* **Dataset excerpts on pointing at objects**

================

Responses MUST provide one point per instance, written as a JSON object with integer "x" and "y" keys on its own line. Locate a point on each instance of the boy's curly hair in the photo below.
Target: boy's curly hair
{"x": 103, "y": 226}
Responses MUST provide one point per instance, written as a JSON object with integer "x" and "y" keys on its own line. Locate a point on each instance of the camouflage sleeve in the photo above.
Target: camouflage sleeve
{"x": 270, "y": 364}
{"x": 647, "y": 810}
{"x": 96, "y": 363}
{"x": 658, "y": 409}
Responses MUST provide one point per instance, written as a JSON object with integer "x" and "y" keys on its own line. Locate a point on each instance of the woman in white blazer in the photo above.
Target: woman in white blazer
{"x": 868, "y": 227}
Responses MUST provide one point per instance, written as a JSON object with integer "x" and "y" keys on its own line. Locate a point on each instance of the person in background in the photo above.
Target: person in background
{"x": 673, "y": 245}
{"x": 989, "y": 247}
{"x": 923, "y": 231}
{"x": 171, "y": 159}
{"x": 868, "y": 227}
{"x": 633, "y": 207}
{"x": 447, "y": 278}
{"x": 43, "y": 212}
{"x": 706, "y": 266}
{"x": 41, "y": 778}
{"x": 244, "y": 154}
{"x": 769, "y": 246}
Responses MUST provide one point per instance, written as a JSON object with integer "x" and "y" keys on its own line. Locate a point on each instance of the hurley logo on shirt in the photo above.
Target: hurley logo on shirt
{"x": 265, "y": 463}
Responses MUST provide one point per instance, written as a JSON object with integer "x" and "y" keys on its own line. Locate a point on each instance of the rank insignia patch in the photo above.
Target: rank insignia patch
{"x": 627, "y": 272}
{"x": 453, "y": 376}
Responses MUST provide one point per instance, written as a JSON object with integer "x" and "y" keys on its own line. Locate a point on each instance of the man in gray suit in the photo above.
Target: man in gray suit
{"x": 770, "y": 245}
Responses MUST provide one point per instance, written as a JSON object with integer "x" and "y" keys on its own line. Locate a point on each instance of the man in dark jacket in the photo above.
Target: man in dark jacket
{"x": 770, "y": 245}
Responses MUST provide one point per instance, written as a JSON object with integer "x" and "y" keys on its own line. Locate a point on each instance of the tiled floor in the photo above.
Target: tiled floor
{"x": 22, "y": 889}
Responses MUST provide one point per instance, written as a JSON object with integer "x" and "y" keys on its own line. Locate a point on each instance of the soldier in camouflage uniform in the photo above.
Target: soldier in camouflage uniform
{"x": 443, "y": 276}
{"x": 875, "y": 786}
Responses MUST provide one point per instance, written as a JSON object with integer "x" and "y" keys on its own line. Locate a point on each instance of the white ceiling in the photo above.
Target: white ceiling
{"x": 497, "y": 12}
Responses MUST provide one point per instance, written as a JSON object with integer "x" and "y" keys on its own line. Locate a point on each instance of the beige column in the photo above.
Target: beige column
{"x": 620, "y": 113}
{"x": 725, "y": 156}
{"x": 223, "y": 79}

================

* **GOAL OF THE EXERCISE**
Reproduce the listing with each "camouflage" swapped for "camo" and nothing else altered.

* **COMPLETE RESPONSE**
Responses MUST provide one point per instance, written as a JSON object with integer "x" and "y" keys on its own line. Locate a point on each instance of the boy's curly hair in the photo below.
Target: boy's curly hair
{"x": 103, "y": 226}
Responses MUST provide one point per instance, written as a JSON object with integer "x" and "y" keys on its own line. Locate a point on each instance of the camo sleeve in the photo above.
Target: camo sleeve
{"x": 270, "y": 364}
{"x": 647, "y": 810}
{"x": 96, "y": 363}
{"x": 658, "y": 409}
Responses MUST provide one point per instance, written as a JSON object with integer "x" and "y" keys on its own line. Locate a point on each instance of the woman in white blazer in the photo above.
Target: woman in white blazer
{"x": 868, "y": 227}
Responses MUST provide one point per instance, written as a JSON object with integer "x" and "y" keys on its own line. Locate a point on each instance of the person in background in the photo above.
Target: person in background
{"x": 673, "y": 245}
{"x": 989, "y": 247}
{"x": 923, "y": 231}
{"x": 171, "y": 159}
{"x": 868, "y": 227}
{"x": 633, "y": 207}
{"x": 447, "y": 278}
{"x": 43, "y": 212}
{"x": 706, "y": 266}
{"x": 41, "y": 778}
{"x": 244, "y": 154}
{"x": 769, "y": 246}
Responses MUST provide one point per instance, written as a JSON object with integer "x" and "y" keys on its own line. Locate a point on each instance of the hurley logo on shirt in the photo above.
Target: hurley logo on shirt
{"x": 265, "y": 463}
Responses MUST provide one point per instance, written as a JSON object with integer "x" and "y" keys on its own line. Locate a point on each instance of the rank insignia patch in the photo above.
Target: rank insignia patch
{"x": 627, "y": 272}
{"x": 453, "y": 376}
Responses MUST provide one point per instance, written as a JSON object with integer "x" and "y" keys on its own line. Locate a point on each instance of the man in gray suit in the photo above.
Target: man in gray suit
{"x": 770, "y": 245}
Responses MUST provide one point per instance, written as a JSON object with integer "x" and "y" keys on its own line. Locate a point on each instance of the man in dark jacket in the photo above.
Target: man in dark jacket
{"x": 770, "y": 245}
Responses MUST provide one point per instance, written as a JSON object with integer "x" and "y" keys on its own line. Locate a point on each instance of the tiled floor in the photo above.
Target: tiled floor
{"x": 22, "y": 889}
Responses MUST provide one point per instance, written as a JSON object with integer "x" and "y" keys on its own line. Locate a point on each instance of the soldier in camo uniform in the photo above.
Target: soldier in camo uniform
{"x": 443, "y": 276}
{"x": 875, "y": 786}
Responses MUST provide one point per instance, written as a JSON object with integer "x" and "y" keys on its own line. Locate a point on each instance of the white ceiling in the photo above.
Target: white ceiling
{"x": 497, "y": 12}
Responses MUST provide one point per instance, written as a JSON object with integer "x" and "y" keys on its own line. Locate a point on each instance of the beige column in the photo above.
Target: beige column
{"x": 620, "y": 113}
{"x": 725, "y": 156}
{"x": 223, "y": 79}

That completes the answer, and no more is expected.